### Text passage
--

The cells were fixed with 4% formaldehyde 10 min at room temperature (RT), washed 3 times with PBS for 5 mins each, 0.1% Triton X-100 for 10 min at RT, blocked for 60 min with 1% BSA at RT, incubated in primary antibody solution for overnight at 4°C, rabbit-CVH (dilution concentrations 1 : 400), mouse-ITGβ1 (1 : 500) (all from Abcam, Cambridge, UK), washed 3 times with PBS for 5 mins each, incubated in secondary antibody solution for 2 hours at RT in the dark, goat anti-rabbit IgG (TRITC labeled, 1 : 1000), goat anti-mouse IgG (TRITC labeled, 1 : 2000) (all from Abcam, Cambridge, UK), washed 3 times with PBS, and stained with DAPI for 15 min. Images were captured with fluorescence microscope.

2.8. Flow Cytometry (FCM)

Cells were stained with antibodies against CVH, to assess the changes in PGC-related gene expression. To assess the level of SSC-related gene expression, cells were stained with ITGβ1 (all from Abcam, Cambridge, UK). Samples were analyzed by BD FACS Aria flow cytometer (BD Biosciences, provided by the testing center of Yangzhou University).

2.9. PAS Staining

Embryos were fixed prior to performing gradient dehydration with different ethanol concentrations. The embryos were further transparentized with xylene, immersed in paraffin, and embedded with paraffin. Paraffin sections were dewaxed with xylene and rehydrated with different ethanol concentrations, then stained with PAS staining kit (Solarbio, Beijing, China) according to the manufacturer’s instructions. More details can be found in our previous articles [10].

2.10. Statistical Analyses

Differences between groups were examined for statistical significance using Student’s -test or one-way ANOVA. value < 0.05 was regarded as significant, and value < 0.01 was regarded as extremely significant.

--

### Listed records
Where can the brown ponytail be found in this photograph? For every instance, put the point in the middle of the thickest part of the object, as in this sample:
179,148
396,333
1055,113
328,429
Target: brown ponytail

--

### Work task 1
Edit the methods text by reproducing the passage starting at "Embryos were fixed" and ending at "as extremely significant.", replacing "xylene" with "toluene".
### Work task 2
In the methods text, rewrite the paragraph beginning "Cells were stained with antibodies against CVH" more briefly, keeping its main facts.
### Work task 3
Extend the methods text by continuing it after its last sentence.

### Exercise result 1
Embryos were fixed prior to performing gradient dehydration with different ethanol concentrations. The embryos were further transparentized with toluene, immersed in paraffin, and embedded with paraffin. Paraffin sections were dewaxed with toluene and rehydrated with different ethanol concentrations, then stained with PAS staining kit (Solarbio, Beijing, China) according to the manufacturer’s instructions. More details can be found in our previous articles [10].

2.10. Statistical Analyses

Differences between groups were examined for statistical significance using Student’s -test or one-way ANOVA. value < 0.05 was regarded as significant, and value < 0.01 was regarded as extremely significant.

### Exercise result 2
Cells were stained with CVH antibodies to assess PGC-related gene expression and with ITGβ1 antibodies to assess SSC-related gene expression (all from Abcam, Cambridge, UK). They were then analyzed on a BD FACS Aria flow cytometer (BD Biosciences) provided by the testing center of Yangzhou University.

### Exercise result 3
3. Results

3.1. Screening of miRNA-302d during RA-Induced ESC Differentiation into SSCs

To explore the miRNA in RA-induced ESC differentiation into SSCs, ESCs, and SSCs, ESCs were treated with RA for 10 days. Cells were then processed for RNA sequencing. It was found that the miRNAs involving in the differentiation process were classified into four categories (Figures 1(a) and 1(b)). To identify specific groups involved in SSC differentiation, GO analysis was performed, and we found that the miRNA in the Cluster1 can be significantly enriched in the relevant GO items of germ cell development (Figure 1(c)). Comparing with other groups, miRNA in the Cluster1 mainly involved in the formation of SSCs. To further clarify the functions of miRNA in various groups, we conducted KEGG pathway enrichment analysis. We found that the miRNA in the Cluster1 is significantly enriched in the SSC formation of related signaling pathways, such as Wnt signaling pathway [12], JAK-STAT signaling pathway [13], and MAPK signaling pathway [14] (Figure 1(d)), showing that among the four miRNA clusters, miRNAs in the Cluster1 were more likely to participate in the SSC formation process. Meanwhile, we found these signaling pathways are regulated by miRNA302d target genes. And qRT-PCR showed that the expression of miRNA302d in ESCs was higher than that of SSCs (Figure 1(e)), suggesting that miRNA302d may play an important role in SSC formation.

3.2. miR-302d Inhibits the Differentiation of Chicken ESCs into SSCs

To further determine the role of miRNA-302d in regulating ESC differentiation into SSCs, we also used RA induction system which could induce ESC differentiation into SSCs. We observed cell morphology every 2 days, and marker genes were detected during embryonic bodies (EBs) and SSC-like cell formation (Figure 2(a)). Since the EBs appear on day 4 and the SSC-like cell appears on day 10 in vitro, we choose these two timepoints. Briefly describe: we treated ESCs with miRNA-302d inhibitor or miRNA-302d mimics and measure maker gene expression. EBs in the inhibitor group were significantly more than other groups, but the mimics group showed the opposite results (Figure 2(b)). The expression of reproductive marker genes was significantly increased in the cells treated by miRNA-302d inhibitor and decreased in the cells treated with miRNA-302d mimics (Figure 2(c), Table s1). In IF, the expression of marker proteins in the mimics group decreased, while in the inhibitor group, it was increased (Figure 3(a)). Flow cytometry analysis (FCM) showed that the positive cell rate in the mimics group was significantly lower than that in the control group, while the inhibitor group had no significant difference compared with the control group but had an upward trend (Figure 3(b)). The above results indicated that miR-302d inhibits the differentiation of chicken ESCs into SSCs in vitro.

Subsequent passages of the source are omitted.